EXERCISE DETAILS: Copy out the rows below, switching every "keypoint" to "marker" and leaving everything else as it is.
═══ DATA EXCERPTS ═══
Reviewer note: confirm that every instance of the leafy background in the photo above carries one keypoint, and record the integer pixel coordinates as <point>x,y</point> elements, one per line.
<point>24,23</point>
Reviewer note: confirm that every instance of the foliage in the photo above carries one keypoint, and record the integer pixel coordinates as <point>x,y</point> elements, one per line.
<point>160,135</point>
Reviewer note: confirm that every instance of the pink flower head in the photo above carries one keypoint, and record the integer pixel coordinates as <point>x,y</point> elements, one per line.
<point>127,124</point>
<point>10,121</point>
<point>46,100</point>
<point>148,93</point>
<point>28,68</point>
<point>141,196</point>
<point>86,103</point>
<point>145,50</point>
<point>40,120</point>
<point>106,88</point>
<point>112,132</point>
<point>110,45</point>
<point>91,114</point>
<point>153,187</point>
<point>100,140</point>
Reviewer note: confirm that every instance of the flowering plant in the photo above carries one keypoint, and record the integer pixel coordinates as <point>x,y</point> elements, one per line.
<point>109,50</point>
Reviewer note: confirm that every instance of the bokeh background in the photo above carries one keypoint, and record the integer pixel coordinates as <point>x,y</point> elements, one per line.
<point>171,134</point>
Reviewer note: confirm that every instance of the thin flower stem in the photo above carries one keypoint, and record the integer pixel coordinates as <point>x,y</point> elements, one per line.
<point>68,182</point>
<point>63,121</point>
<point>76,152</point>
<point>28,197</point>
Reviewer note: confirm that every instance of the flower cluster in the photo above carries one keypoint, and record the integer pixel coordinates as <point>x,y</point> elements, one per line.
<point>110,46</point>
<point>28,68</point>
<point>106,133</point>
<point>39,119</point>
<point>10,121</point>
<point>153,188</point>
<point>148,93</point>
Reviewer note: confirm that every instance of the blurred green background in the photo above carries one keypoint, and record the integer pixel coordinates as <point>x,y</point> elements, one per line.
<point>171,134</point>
═══
WRITTEN SOLUTION:
Reviewer note: confirm that every instance of the leafy background in the photo above carries one marker, and record the integer pixel coordinates as <point>x,y</point> elements, one per line.
<point>24,23</point>
Reviewer note: confirm that every instance of the foliage in the photo above carries one marker, and record the integer pixel coordinates as <point>x,y</point> elements, one per line.
<point>160,135</point>
Reviewer note: confirm that every instance of the pink flower head in the photo above carries one marker, and record the integer pixel coordinates as <point>x,y</point> elements, one per line.
<point>127,124</point>
<point>10,121</point>
<point>46,100</point>
<point>148,93</point>
<point>28,68</point>
<point>141,196</point>
<point>86,103</point>
<point>145,50</point>
<point>40,120</point>
<point>106,88</point>
<point>112,132</point>
<point>110,45</point>
<point>91,114</point>
<point>153,187</point>
<point>100,140</point>
Reviewer note: confirm that every instance of the flowering plant in the photo above carries one marker, and record the integer pixel coordinates as <point>x,y</point> elements, one per line.
<point>109,50</point>
Reviewer note: confirm that every instance of the bokeh background in the photo above carries one marker, and record the integer pixel coordinates as <point>x,y</point> elements, one per line.
<point>171,134</point>
Reviewer note: confirm that every instance of the thin flower stem in the photo above carries one marker, and record the integer pixel coordinates as <point>x,y</point> elements, one per line.
<point>68,182</point>
<point>63,121</point>
<point>76,152</point>
<point>28,197</point>
Reviewer note: confirm that every instance of the flower cluster in the photo above carries one marker, and record the integer pixel coordinates as <point>x,y</point> elements, one per line.
<point>110,46</point>
<point>28,68</point>
<point>106,133</point>
<point>39,119</point>
<point>10,121</point>
<point>153,188</point>
<point>148,93</point>
Reviewer note: confirm that every instance of the blurred green background in the photo above carries one marker, and record the integer pixel coordinates as <point>x,y</point> elements, one per line.
<point>171,134</point>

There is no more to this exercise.